Saved entries:
- - - - - - -

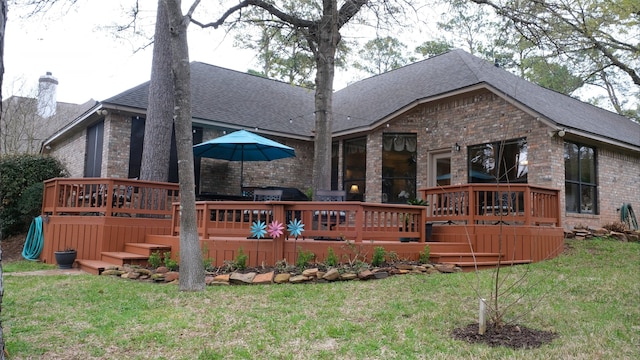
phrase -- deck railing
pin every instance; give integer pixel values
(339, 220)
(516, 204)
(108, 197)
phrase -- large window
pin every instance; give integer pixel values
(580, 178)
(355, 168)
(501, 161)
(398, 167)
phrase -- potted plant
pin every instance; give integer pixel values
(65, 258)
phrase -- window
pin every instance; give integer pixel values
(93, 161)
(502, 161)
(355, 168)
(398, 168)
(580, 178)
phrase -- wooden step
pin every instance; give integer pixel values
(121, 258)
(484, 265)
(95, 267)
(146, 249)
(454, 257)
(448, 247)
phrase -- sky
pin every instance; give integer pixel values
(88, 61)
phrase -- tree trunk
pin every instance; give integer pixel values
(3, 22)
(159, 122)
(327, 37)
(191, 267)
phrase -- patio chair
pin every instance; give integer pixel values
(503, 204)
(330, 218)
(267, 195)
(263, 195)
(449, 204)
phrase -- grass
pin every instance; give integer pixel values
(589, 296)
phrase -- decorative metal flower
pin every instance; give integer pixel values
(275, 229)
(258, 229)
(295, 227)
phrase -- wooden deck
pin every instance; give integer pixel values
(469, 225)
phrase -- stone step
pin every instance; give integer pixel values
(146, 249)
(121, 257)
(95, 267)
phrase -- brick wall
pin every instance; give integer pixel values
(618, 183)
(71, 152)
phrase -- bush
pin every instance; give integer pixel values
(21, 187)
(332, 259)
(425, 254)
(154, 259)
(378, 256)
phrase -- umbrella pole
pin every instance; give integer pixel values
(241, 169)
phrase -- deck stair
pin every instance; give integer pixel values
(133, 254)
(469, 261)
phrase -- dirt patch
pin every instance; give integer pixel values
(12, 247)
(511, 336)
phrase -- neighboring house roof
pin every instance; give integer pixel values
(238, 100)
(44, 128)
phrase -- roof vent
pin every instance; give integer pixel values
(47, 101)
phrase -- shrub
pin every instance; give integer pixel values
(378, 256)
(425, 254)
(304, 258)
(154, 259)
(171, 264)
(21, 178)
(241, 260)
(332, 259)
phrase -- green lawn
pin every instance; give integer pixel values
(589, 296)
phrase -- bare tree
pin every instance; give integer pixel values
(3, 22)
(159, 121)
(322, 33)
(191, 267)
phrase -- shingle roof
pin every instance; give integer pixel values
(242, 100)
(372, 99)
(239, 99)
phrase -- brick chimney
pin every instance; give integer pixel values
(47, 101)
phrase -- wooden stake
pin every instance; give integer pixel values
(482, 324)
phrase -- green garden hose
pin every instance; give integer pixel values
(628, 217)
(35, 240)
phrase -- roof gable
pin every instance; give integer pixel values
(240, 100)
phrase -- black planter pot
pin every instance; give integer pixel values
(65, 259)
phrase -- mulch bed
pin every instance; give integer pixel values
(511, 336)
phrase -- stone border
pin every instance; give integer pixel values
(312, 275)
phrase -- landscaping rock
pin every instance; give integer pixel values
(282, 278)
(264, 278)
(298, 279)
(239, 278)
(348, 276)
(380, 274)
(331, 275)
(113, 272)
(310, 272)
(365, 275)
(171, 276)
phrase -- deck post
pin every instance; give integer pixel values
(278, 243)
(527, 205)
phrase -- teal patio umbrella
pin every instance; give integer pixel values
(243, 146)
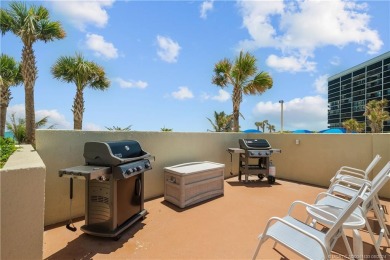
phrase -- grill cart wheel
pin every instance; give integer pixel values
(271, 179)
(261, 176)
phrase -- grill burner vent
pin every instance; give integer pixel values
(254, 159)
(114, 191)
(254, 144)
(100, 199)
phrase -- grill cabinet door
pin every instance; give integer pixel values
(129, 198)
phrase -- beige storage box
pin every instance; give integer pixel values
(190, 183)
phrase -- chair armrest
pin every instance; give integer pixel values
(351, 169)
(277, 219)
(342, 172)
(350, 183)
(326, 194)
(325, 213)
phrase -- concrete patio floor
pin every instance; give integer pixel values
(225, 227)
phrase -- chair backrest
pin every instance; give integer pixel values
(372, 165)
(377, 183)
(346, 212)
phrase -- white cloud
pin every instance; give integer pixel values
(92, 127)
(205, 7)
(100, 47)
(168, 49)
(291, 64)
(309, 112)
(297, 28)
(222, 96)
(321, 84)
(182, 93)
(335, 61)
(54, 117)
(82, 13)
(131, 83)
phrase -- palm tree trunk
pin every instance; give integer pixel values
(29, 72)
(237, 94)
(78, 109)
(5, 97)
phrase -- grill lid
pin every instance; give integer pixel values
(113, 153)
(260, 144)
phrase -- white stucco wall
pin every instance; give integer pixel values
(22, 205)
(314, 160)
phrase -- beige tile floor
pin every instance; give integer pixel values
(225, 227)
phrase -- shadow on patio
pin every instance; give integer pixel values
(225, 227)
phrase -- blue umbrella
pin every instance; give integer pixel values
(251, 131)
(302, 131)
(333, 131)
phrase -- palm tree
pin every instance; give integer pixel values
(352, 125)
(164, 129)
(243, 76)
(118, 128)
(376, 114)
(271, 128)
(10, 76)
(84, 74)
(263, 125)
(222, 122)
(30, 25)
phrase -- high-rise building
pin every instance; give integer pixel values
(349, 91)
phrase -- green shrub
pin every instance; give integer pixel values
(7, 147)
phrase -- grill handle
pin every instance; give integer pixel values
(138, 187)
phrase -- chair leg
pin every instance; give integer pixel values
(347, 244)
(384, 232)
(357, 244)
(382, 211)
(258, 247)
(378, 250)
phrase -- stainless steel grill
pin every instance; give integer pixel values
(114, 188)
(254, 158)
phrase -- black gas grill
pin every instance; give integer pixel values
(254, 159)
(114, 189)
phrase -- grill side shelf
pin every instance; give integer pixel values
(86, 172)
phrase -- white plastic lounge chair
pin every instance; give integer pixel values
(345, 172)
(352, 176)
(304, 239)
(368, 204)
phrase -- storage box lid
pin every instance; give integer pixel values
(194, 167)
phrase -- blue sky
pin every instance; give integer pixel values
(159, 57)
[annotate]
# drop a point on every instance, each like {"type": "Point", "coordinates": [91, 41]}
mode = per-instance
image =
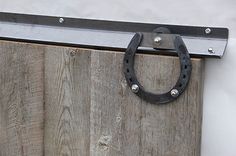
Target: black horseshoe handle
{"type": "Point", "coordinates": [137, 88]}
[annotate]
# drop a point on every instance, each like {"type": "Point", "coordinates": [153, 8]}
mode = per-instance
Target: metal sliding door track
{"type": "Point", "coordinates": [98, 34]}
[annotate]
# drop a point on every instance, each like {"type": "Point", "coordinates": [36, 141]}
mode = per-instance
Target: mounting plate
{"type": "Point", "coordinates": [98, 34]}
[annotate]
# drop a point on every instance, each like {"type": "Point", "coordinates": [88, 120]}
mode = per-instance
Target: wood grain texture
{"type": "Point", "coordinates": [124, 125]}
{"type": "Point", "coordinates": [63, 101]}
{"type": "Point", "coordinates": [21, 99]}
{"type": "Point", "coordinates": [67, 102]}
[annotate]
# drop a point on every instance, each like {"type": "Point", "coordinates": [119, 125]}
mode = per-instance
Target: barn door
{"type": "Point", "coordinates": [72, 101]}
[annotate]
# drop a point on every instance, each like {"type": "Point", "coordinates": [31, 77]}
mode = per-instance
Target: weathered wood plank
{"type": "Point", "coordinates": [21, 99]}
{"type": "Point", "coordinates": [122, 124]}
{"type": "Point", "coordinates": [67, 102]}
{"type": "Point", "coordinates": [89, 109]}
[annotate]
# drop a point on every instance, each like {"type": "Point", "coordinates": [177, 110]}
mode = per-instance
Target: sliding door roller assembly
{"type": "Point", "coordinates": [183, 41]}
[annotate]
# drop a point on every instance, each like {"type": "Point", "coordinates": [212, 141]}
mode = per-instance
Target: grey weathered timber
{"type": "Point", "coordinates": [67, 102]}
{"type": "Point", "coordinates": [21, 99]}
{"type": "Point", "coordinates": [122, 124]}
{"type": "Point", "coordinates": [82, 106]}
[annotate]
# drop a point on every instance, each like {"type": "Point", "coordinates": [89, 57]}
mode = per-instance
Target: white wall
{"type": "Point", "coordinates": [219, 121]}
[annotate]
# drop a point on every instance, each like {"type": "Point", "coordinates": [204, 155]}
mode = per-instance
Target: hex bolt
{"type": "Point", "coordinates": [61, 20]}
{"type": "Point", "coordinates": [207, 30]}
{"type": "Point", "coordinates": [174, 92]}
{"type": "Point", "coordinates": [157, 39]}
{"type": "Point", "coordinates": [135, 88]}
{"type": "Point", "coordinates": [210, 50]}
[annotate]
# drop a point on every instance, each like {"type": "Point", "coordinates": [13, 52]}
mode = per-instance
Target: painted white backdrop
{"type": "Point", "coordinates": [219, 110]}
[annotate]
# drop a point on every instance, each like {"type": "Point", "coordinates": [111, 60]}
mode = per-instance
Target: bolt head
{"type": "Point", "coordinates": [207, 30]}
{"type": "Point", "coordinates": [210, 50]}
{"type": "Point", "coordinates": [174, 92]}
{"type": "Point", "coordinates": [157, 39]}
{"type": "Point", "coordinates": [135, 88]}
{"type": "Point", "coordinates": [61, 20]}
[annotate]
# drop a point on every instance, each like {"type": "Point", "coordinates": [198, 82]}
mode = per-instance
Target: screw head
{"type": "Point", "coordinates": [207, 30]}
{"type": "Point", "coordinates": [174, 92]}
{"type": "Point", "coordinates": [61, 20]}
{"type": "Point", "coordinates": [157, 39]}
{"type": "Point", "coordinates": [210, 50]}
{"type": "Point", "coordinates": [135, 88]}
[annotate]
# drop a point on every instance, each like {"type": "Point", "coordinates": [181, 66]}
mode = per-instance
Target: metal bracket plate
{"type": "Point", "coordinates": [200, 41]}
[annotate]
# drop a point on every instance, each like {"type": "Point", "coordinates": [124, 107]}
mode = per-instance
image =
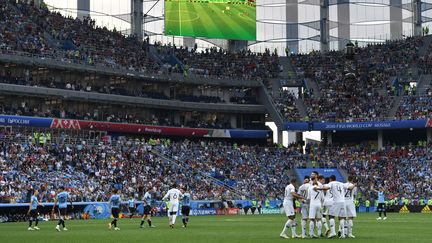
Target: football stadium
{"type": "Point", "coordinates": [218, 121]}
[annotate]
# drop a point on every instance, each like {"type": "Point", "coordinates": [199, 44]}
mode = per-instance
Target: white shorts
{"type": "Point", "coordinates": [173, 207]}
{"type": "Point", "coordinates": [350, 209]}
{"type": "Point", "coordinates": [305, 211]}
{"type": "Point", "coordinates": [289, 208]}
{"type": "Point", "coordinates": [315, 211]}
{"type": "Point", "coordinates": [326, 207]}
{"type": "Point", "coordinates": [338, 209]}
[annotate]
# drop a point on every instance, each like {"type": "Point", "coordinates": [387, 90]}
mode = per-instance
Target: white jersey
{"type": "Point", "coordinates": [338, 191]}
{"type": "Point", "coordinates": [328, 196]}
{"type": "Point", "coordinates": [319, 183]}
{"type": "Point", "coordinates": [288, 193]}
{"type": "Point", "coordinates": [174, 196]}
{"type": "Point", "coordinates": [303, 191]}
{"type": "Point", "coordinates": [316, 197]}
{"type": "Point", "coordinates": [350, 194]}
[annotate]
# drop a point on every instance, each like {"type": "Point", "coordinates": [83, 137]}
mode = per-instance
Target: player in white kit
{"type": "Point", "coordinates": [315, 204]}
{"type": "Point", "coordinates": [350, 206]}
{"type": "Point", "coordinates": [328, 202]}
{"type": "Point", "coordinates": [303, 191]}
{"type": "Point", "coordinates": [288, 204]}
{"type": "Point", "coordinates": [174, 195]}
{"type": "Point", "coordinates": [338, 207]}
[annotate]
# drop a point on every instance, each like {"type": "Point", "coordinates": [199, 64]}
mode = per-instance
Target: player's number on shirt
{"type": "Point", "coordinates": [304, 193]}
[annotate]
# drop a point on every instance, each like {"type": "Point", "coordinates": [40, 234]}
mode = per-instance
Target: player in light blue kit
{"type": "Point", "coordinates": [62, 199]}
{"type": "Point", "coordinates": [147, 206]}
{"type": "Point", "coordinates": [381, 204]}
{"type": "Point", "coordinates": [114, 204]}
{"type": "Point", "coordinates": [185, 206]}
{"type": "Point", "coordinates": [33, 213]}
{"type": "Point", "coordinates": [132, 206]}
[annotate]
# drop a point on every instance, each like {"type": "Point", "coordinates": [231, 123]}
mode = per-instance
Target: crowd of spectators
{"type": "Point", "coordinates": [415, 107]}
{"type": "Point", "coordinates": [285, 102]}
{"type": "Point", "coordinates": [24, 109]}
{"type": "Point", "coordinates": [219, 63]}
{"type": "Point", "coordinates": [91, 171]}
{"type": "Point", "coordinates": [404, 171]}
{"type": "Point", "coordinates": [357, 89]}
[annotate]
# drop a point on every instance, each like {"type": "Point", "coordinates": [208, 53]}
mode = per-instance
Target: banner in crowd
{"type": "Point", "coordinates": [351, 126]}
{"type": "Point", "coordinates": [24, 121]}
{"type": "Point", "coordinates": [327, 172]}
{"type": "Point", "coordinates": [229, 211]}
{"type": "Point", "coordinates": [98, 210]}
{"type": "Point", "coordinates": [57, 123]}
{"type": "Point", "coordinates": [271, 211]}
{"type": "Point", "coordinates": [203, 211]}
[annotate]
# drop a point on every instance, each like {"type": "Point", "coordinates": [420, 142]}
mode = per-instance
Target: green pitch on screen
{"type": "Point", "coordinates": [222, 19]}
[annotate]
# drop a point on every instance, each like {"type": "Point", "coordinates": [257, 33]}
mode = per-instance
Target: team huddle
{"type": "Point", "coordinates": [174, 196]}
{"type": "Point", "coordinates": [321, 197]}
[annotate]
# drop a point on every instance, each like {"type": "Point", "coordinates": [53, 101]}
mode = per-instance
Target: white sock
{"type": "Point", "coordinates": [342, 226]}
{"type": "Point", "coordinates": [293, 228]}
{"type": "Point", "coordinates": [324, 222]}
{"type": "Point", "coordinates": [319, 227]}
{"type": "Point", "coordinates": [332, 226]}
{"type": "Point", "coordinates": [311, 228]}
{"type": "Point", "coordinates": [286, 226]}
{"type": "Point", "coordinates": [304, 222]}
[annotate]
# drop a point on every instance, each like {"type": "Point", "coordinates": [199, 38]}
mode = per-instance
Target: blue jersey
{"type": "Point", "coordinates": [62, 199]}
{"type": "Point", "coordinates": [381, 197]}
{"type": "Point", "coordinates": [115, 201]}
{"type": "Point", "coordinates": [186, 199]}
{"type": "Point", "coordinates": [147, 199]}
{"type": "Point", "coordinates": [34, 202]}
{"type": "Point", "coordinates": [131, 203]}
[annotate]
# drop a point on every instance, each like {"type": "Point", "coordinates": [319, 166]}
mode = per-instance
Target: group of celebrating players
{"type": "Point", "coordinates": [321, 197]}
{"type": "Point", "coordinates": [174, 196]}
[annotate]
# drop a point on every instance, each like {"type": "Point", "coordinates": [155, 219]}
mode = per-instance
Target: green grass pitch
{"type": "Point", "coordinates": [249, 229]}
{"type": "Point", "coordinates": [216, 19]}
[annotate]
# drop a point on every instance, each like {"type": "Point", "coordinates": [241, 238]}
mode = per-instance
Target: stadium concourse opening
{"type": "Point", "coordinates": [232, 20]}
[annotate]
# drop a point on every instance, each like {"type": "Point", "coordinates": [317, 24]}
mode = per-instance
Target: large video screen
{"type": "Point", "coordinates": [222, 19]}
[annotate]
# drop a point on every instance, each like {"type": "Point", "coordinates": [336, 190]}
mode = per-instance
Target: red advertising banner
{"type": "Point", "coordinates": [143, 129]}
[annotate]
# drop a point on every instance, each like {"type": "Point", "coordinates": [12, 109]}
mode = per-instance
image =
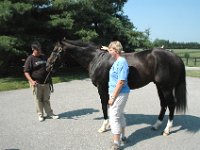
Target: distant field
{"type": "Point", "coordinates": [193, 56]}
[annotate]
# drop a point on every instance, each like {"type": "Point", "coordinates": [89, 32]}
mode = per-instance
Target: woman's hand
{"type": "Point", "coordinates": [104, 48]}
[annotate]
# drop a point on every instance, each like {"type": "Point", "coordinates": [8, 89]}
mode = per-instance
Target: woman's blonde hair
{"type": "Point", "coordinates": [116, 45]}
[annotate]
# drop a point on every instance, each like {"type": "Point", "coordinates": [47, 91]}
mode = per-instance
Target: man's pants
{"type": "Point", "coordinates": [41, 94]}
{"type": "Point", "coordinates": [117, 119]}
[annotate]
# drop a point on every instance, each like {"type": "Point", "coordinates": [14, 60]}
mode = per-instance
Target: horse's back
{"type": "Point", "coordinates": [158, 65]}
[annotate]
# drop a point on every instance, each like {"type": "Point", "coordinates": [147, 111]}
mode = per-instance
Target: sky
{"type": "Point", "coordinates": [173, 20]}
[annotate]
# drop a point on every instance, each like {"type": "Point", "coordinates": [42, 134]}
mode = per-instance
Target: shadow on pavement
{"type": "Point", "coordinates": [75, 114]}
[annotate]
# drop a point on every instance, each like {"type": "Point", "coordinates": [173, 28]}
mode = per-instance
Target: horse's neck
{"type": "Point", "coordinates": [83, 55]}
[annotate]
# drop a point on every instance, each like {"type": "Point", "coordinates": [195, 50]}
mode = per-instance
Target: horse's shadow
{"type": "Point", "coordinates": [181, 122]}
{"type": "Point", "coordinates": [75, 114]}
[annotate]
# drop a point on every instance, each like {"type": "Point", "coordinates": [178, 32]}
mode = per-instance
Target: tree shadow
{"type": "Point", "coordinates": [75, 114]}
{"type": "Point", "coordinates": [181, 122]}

- - - - - - -

Filter the data above, copying out every line that holds the string "banner".

### EXERCISE RESPONSE
Target: banner in crowd
Target: red advertising banner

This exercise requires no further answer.